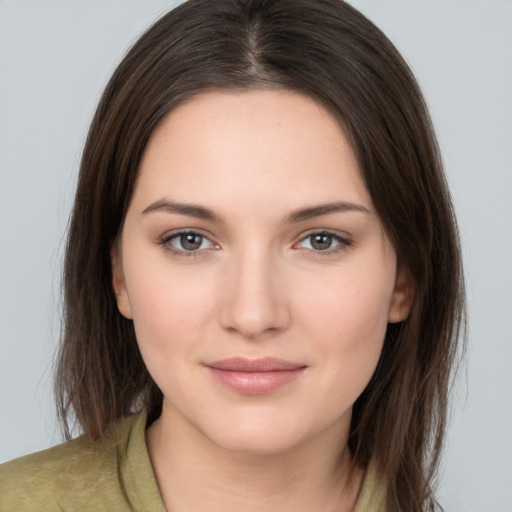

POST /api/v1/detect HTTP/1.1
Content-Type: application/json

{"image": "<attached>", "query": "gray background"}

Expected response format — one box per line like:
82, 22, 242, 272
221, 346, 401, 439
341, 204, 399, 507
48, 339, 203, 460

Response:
0, 0, 512, 512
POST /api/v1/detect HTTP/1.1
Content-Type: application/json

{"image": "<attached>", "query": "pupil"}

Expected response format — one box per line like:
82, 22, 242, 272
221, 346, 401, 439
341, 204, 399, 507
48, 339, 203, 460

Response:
311, 235, 332, 251
180, 233, 203, 251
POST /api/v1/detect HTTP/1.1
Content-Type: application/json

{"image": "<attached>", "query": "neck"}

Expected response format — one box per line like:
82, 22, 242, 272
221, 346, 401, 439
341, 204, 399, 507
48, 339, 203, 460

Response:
147, 405, 362, 512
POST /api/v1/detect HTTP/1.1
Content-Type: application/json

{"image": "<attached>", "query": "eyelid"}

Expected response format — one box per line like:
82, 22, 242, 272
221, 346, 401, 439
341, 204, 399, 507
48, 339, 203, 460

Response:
293, 229, 353, 256
157, 228, 219, 257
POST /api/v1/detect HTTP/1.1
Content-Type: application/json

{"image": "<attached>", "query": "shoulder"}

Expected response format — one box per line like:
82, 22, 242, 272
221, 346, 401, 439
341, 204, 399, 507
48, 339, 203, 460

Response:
0, 417, 142, 512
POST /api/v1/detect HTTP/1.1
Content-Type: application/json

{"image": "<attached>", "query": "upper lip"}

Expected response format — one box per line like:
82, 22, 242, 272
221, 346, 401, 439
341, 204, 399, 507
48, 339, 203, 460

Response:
205, 357, 306, 372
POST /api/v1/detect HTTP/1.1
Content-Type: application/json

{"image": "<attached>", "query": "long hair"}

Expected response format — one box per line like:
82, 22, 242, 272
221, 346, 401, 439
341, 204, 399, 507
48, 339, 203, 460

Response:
56, 0, 464, 512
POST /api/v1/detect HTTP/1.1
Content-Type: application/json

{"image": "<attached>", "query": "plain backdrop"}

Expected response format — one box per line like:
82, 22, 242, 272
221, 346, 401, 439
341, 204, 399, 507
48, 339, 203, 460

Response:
0, 0, 512, 512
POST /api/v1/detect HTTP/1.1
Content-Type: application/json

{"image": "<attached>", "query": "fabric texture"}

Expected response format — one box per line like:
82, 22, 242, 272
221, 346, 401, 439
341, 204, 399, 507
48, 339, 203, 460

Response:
0, 412, 385, 512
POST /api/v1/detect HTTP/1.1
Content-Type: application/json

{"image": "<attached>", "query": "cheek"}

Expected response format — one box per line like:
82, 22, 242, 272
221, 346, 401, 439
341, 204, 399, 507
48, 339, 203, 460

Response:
299, 269, 394, 400
125, 248, 220, 364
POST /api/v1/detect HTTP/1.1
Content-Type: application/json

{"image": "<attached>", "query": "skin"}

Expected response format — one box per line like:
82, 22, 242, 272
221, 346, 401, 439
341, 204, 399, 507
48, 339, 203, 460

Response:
112, 91, 410, 512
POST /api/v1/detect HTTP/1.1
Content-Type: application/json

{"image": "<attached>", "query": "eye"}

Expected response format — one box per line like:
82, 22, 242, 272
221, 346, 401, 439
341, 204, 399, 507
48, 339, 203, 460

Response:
298, 232, 350, 252
161, 231, 216, 254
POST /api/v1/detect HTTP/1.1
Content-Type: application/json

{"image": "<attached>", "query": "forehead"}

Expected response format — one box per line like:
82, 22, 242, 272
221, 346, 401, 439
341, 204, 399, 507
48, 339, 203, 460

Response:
134, 91, 371, 214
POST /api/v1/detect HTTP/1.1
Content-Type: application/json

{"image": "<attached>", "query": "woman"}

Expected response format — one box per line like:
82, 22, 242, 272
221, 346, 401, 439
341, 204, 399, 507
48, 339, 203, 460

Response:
0, 0, 463, 512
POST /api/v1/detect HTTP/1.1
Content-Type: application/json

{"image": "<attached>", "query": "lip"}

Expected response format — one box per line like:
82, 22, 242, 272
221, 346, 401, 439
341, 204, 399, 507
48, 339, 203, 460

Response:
204, 357, 306, 395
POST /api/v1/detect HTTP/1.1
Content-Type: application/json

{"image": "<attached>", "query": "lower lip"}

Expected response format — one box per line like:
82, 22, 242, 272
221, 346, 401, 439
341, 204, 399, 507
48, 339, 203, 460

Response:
208, 367, 305, 395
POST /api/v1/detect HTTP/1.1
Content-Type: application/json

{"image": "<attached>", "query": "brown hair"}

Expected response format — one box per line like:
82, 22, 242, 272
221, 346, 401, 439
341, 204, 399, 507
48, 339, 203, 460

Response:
56, 0, 464, 512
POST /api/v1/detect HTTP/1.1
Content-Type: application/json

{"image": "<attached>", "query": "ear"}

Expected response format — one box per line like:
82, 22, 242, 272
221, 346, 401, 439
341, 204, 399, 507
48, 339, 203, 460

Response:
110, 241, 133, 319
388, 266, 414, 323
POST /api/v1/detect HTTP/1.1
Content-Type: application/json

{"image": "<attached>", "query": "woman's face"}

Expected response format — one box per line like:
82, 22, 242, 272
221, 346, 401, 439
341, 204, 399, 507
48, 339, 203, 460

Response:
112, 91, 407, 453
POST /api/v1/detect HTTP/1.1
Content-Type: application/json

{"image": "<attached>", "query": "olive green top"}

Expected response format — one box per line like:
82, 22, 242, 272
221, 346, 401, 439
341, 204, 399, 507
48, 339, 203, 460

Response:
0, 412, 384, 512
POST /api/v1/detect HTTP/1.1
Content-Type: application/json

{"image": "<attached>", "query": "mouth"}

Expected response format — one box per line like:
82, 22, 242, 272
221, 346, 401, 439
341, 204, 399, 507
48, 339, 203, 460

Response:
204, 357, 307, 395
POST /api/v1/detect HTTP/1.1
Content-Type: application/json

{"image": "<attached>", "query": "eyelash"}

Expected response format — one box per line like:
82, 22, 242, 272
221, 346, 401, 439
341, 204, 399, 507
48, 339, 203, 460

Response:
157, 230, 352, 258
157, 229, 215, 258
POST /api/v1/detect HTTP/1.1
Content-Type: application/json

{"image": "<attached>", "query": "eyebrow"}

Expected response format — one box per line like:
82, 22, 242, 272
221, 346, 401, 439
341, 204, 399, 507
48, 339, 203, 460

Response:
285, 202, 370, 224
142, 199, 370, 224
142, 199, 224, 223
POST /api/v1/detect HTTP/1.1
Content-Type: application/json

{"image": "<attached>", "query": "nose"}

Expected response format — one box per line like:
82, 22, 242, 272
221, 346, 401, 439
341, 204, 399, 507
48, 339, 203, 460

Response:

****************

Resize the material between its first line and the line containing "147, 405, 362, 512", inclusive, and give all of those lines again without the pictures. Multiply only the box coordinates returned after each "Response:" by 2.1 and round them to whole numbers, halves up, leaving every other line and number unchanged.

TASK OUTPUT =>
POST /api/v1/detect HTTP/1.1
Content-Type: application/json

{"image": "<attached>", "query": "gray background"}

Expected response format — one box per line like:
82, 22, 242, 272
221, 346, 401, 439
341, 204, 399, 507
48, 339, 203, 460

Response:
0, 0, 1075, 1075
POST /api/v1/detect HTTP/1.1
Content-Type: application/json

{"image": "<attached>", "query": "pupil"}

Expected response format — one box per line like:
82, 22, 242, 272
221, 346, 401, 439
341, 204, 399, 507
48, 339, 203, 460

Response:
653, 494, 697, 527
378, 489, 426, 527
POST /api/v1/detect HTTP/1.1
Content-Type: application/json

{"image": "<attached>", "query": "neck"}

Expected response format — one box per line like:
82, 22, 242, 272
221, 346, 401, 439
341, 204, 399, 507
48, 339, 203, 460

Response:
309, 851, 760, 1075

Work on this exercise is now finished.